_TAREA BREVE 1_
Responde según la página:
(a) ¿Qué premio obtuvo en 1926 y por qué novela?
(b) ¿Qué dos distinciones recibió en 1935?
(c) ¿Quién ilustró sus primeros relatos?

_PÁGINA_
-------

Apasionado de su tierra natal, consiguió que la Real Academia reconociera la categoría de lengua para el gallego, hasta entonces tenido por dialecto, y defendió infructuosamente que Emilia Pardo Bazán fuera la primera mujer académica. Sus primeros relatos fueron ilustrados por Castelao, patriarca del nacionalismo gallego, con quien le unió una buena amistad a pesar de sus diferencias ideológicas. En 1926 fue galardonado con el Premio Nacional de Literatura por su novela Las siete columnas.
Si bien recibió en 1935 la Medalla de Oro de Madrid y la Banda de la República, en sus crónicas parlamentarias reflejó su creciente rechazo al nuevo régimen. El 2 de abril de 1936, un mes después de la victoria electoral fraudulenta del Frente Popular, señaló con desesperanza que, debido a la conjunción de la censura de prensa y el creciente caos, el tiempo de la reflexión política había dejado paso al de la crónica de sucesos:
“La literatura política está desbordada. No tiene sabor, ni color, ni olor, al lado de la fuerte rudeza de los acontecimientos. La censura hace imposible dar a los artículos el tono que necesitarían los momentos que vivimos (…) Estamos más allá de toda teoría; estamos en plena acción (…) Los ingenieros son incapaces de construir diques en el instante en que sobreviene una riada. Los hacen antes o después del aluvión, pero si se dedicasen a poner piedrecitas y argamasa entre los irritados remolinos, perderían el material y el tiempo”.

-------

_EXTRACTOS DEL LISTADO_
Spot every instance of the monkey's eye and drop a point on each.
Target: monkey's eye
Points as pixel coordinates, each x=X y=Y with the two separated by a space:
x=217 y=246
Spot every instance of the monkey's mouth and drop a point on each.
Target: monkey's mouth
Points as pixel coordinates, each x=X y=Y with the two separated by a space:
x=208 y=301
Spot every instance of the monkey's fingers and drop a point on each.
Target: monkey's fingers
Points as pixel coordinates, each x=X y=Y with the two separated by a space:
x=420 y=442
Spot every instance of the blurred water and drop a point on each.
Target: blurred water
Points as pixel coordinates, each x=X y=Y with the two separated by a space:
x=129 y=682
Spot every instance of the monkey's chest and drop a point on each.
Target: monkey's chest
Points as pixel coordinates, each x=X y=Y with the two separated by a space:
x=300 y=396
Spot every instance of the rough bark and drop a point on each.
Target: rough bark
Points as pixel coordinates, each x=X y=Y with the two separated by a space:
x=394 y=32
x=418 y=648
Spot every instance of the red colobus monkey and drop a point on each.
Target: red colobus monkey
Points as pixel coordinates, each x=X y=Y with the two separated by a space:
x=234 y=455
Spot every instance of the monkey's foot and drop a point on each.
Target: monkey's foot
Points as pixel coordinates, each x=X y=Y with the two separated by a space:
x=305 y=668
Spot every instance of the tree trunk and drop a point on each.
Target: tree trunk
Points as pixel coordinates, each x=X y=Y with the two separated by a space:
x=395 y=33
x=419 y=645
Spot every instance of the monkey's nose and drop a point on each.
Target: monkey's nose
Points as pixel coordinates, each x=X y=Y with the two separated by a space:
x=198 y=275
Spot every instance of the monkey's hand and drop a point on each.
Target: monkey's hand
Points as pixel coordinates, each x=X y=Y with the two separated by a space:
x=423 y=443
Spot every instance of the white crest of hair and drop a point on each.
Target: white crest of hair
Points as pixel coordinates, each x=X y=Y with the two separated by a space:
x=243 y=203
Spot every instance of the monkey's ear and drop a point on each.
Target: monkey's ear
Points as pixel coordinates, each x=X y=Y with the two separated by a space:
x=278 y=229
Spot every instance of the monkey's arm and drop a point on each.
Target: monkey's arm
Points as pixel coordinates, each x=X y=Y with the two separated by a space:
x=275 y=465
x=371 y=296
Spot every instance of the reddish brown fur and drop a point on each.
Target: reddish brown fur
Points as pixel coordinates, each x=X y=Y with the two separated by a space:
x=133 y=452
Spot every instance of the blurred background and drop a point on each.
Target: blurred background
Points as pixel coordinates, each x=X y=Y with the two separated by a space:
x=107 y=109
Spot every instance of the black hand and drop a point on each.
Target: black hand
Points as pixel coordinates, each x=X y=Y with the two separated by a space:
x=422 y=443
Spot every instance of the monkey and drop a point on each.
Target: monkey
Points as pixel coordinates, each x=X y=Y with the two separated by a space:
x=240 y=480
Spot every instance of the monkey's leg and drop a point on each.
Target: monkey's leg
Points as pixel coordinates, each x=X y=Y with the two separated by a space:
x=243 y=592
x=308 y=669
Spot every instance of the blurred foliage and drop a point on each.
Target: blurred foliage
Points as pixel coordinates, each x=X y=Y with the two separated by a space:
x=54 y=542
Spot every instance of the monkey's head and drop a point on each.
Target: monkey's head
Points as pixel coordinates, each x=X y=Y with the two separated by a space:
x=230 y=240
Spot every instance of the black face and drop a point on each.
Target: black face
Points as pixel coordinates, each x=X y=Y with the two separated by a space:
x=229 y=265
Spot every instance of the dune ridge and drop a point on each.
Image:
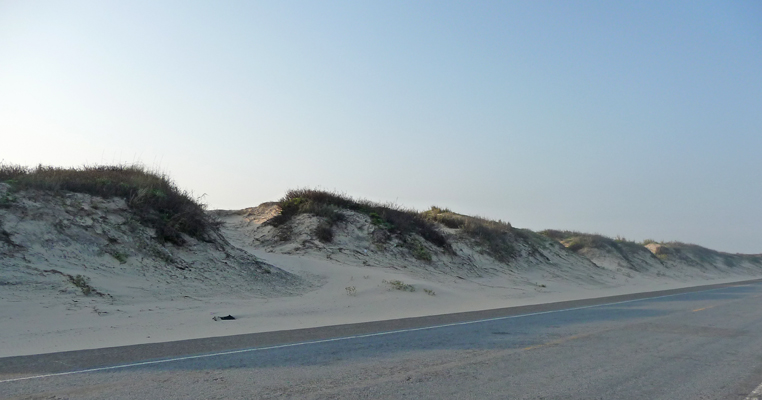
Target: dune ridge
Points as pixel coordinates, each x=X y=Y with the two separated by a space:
x=103 y=263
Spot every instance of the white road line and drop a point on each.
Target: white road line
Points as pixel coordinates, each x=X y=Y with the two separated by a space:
x=250 y=350
x=756 y=394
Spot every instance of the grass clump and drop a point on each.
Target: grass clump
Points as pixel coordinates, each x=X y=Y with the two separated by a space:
x=328 y=205
x=399 y=285
x=495 y=236
x=154 y=198
x=83 y=283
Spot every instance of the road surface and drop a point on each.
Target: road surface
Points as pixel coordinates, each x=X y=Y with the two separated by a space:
x=700 y=343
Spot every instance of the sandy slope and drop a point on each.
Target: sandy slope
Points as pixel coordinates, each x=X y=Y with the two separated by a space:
x=146 y=292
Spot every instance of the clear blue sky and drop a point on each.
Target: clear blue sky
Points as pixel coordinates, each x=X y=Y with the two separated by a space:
x=639 y=119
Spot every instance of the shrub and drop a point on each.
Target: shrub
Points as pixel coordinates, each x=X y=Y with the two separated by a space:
x=82 y=282
x=328 y=205
x=495 y=236
x=399 y=285
x=155 y=199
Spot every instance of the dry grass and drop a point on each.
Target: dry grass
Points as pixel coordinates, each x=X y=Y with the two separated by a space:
x=155 y=199
x=495 y=236
x=328 y=205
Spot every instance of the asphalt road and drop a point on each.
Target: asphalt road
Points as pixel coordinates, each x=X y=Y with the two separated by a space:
x=700 y=343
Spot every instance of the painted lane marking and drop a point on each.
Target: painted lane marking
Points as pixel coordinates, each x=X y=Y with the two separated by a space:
x=343 y=338
x=558 y=341
x=756 y=394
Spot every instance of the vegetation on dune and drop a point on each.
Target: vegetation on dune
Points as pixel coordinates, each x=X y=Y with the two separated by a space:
x=576 y=241
x=328 y=205
x=154 y=198
x=495 y=236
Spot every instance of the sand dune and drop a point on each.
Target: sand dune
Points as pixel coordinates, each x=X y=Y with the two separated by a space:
x=80 y=271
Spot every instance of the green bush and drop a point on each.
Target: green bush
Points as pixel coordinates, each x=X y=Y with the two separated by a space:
x=495 y=236
x=328 y=205
x=155 y=199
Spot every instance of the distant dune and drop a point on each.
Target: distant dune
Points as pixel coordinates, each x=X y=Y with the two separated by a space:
x=107 y=256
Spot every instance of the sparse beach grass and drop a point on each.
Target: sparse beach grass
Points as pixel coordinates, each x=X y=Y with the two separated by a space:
x=154 y=197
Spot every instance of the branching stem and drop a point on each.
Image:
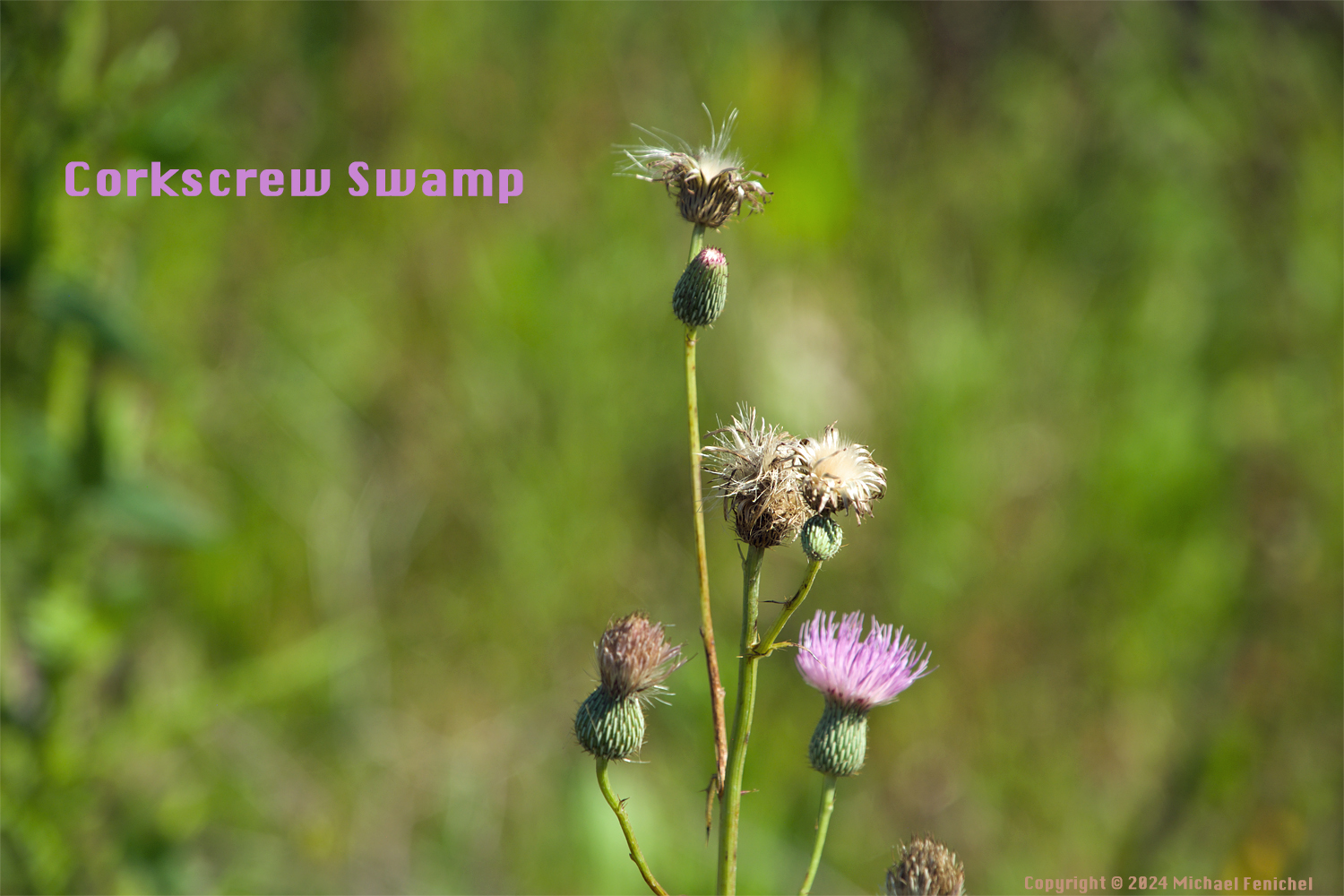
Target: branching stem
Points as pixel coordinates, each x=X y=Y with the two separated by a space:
x=636 y=856
x=711 y=659
x=731 y=804
x=828 y=802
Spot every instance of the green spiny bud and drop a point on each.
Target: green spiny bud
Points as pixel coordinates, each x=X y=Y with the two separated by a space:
x=610 y=727
x=703 y=289
x=840 y=740
x=822 y=538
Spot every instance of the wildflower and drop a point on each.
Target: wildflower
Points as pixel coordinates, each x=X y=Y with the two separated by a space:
x=926 y=868
x=633 y=661
x=703 y=289
x=822 y=538
x=710 y=185
x=855 y=676
x=839 y=474
x=755 y=470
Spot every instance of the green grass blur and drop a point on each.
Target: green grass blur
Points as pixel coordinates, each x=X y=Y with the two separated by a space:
x=314 y=508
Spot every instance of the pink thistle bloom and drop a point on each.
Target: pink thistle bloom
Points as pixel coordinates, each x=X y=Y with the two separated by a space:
x=857 y=675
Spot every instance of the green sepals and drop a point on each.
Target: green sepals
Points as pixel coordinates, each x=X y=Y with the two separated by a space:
x=822 y=538
x=840 y=742
x=703 y=289
x=610 y=727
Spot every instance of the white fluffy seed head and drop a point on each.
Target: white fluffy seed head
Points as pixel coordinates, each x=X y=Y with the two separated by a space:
x=839 y=474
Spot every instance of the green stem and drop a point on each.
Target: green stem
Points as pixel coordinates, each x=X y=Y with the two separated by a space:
x=795 y=602
x=828 y=802
x=731 y=804
x=711 y=657
x=696 y=242
x=636 y=856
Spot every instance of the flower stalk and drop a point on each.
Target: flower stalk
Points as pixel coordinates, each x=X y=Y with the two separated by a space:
x=618 y=807
x=711 y=659
x=828 y=804
x=766 y=645
x=731 y=804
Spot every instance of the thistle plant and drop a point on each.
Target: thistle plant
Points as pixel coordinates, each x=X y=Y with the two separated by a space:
x=855 y=676
x=777 y=487
x=710 y=185
x=633 y=661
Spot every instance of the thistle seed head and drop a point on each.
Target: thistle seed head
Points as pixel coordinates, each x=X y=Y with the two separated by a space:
x=703 y=289
x=710 y=185
x=926 y=868
x=839 y=474
x=634 y=659
x=755 y=471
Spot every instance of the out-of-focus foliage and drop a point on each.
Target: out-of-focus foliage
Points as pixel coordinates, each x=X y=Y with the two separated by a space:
x=312 y=508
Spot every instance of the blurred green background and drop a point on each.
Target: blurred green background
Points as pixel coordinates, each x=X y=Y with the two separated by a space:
x=314 y=508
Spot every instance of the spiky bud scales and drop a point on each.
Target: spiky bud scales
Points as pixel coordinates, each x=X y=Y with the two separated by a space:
x=610 y=727
x=703 y=289
x=822 y=538
x=840 y=742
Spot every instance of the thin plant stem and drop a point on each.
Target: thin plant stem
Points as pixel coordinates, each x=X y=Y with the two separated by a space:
x=730 y=807
x=711 y=659
x=636 y=856
x=795 y=602
x=828 y=802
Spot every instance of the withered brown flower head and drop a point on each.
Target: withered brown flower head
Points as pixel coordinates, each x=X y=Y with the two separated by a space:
x=757 y=473
x=633 y=659
x=839 y=474
x=710 y=185
x=926 y=868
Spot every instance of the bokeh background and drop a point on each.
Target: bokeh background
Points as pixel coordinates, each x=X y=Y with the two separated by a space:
x=314 y=508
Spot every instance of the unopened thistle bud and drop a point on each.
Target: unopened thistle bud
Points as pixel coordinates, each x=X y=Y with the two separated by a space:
x=609 y=727
x=840 y=742
x=822 y=538
x=926 y=868
x=855 y=676
x=703 y=289
x=633 y=661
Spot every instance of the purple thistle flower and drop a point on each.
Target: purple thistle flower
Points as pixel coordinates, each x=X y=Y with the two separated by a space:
x=857 y=675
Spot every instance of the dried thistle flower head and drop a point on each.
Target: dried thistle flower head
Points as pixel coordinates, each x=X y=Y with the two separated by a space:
x=710 y=185
x=633 y=661
x=633 y=657
x=839 y=474
x=926 y=868
x=755 y=470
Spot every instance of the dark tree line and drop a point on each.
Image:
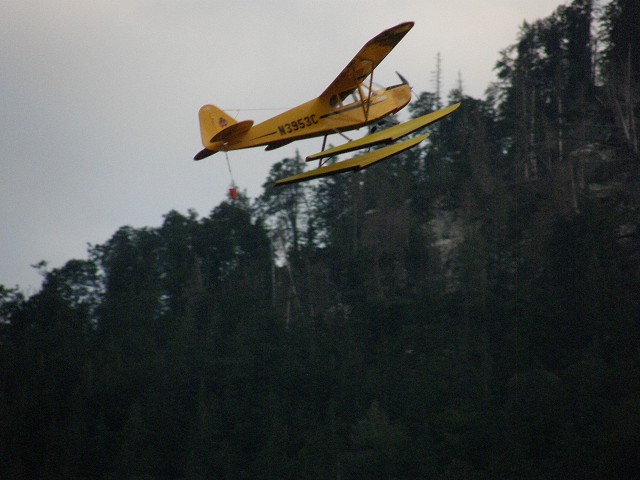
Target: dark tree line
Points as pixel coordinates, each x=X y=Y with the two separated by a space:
x=466 y=310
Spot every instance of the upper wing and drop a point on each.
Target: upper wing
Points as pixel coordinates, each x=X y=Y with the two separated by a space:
x=368 y=58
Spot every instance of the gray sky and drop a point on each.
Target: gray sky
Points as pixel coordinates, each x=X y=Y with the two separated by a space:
x=99 y=99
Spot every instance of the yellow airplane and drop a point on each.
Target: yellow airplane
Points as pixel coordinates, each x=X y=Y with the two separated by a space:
x=350 y=102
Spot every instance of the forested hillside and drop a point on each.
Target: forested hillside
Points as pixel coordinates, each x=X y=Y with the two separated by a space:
x=469 y=310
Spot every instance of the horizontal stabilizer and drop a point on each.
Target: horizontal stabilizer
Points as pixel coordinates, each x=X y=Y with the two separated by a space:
x=387 y=135
x=357 y=163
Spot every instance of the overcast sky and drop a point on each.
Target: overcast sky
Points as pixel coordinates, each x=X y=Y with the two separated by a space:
x=99 y=99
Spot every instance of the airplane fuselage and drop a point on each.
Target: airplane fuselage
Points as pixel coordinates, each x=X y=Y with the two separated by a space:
x=320 y=116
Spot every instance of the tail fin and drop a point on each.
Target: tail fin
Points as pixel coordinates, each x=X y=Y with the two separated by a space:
x=213 y=121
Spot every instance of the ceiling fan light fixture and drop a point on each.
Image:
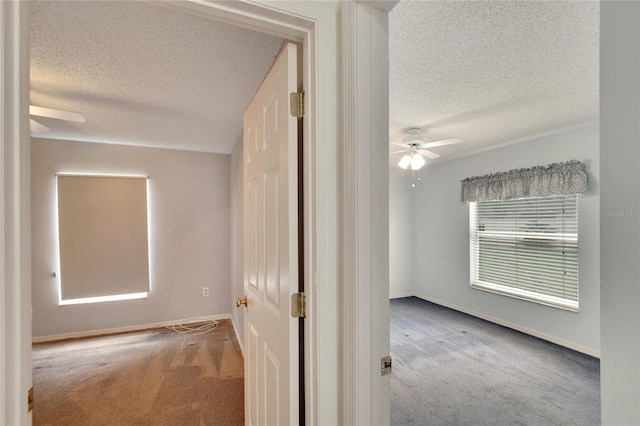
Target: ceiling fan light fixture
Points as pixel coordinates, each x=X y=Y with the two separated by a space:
x=405 y=161
x=417 y=161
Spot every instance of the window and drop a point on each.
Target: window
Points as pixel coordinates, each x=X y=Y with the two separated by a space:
x=103 y=238
x=527 y=248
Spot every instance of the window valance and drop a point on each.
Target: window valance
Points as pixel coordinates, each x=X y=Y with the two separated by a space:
x=540 y=181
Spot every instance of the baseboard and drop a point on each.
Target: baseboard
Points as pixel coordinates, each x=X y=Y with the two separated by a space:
x=535 y=333
x=116 y=330
x=400 y=295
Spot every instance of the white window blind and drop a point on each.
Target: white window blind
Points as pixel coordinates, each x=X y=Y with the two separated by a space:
x=527 y=248
x=103 y=237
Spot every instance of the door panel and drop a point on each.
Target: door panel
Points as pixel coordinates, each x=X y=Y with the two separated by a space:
x=271 y=248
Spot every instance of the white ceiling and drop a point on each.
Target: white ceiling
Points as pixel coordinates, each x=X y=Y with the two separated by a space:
x=490 y=72
x=145 y=75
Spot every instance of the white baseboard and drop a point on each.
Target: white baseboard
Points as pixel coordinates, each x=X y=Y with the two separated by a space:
x=400 y=295
x=115 y=330
x=553 y=339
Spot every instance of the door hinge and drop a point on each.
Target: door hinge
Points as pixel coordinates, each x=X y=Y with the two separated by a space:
x=296 y=103
x=30 y=400
x=385 y=365
x=299 y=305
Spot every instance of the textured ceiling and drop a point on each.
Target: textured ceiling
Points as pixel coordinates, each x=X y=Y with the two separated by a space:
x=145 y=75
x=492 y=72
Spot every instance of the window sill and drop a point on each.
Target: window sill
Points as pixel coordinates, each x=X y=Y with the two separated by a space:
x=554 y=302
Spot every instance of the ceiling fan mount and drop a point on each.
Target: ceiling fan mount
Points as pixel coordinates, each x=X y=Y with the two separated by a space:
x=415 y=147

-------

_TAREA BREVE 2_
Convierte en una lista JSON de cadenas el tramo del listado que va desde la línea que contiene "Spot every instance of the white window" hasta el final del listado, ambos extremos incluidos. Pon una cadena por línea y omite las líneas en blanco.

_RESULTADO DEL EJERCICIO 1_
(a) El Premio Nacional de Literatura, por la novela Las siete columnas.
(b) La Medalla de Oro de Madrid y la Banda de la República.
(c) Castelao.

_RESULTADO DEL EJERCICIO 2_
[
  "Spot every instance of the white window blind and drop a point on each.",
  "Target: white window blind",
  "Points as pixel coordinates, each x=X y=Y with the two separated by a space:",
  "x=527 y=248",
  "x=103 y=237",
  "Spot every instance of the door panel and drop a point on each.",
  "Target: door panel",
  "Points as pixel coordinates, each x=X y=Y with the two separated by a space:",
  "x=271 y=248",
  "Spot every instance of the white ceiling and drop a point on each.",
  "Target: white ceiling",
  "Points as pixel coordinates, each x=X y=Y with the two separated by a space:",
  "x=490 y=72",
  "x=145 y=75",
  "Spot every instance of the white baseboard and drop a point on each.",
  "Target: white baseboard",
  "Points as pixel coordinates, each x=X y=Y with the two separated by a space:",
  "x=400 y=295",
  "x=115 y=330",
  "x=553 y=339",
  "Spot every instance of the door hinge and drop a point on each.",
  "Target: door hinge",
  "Points as pixel coordinates, each x=X y=Y with the two separated by a space:",
  "x=296 y=103",
  "x=30 y=400",
  "x=385 y=365",
  "x=299 y=305",
  "Spot every instance of the textured ceiling and drop a point on each.",
  "Target: textured ceiling",
  "Points as pixel coordinates, each x=X y=Y with the two separated by a space:",
  "x=145 y=75",
  "x=492 y=72",
  "Spot every instance of the window sill and drop a point on each.",
  "Target: window sill",
  "Points as pixel coordinates, each x=X y=Y with the two separated by a space:",
  "x=554 y=302",
  "Spot every instance of the ceiling fan mount and drop a point on each.",
  "Target: ceiling fan mount",
  "Points as pixel coordinates, each x=X y=Y with the two separated by a space:",
  "x=415 y=147"
]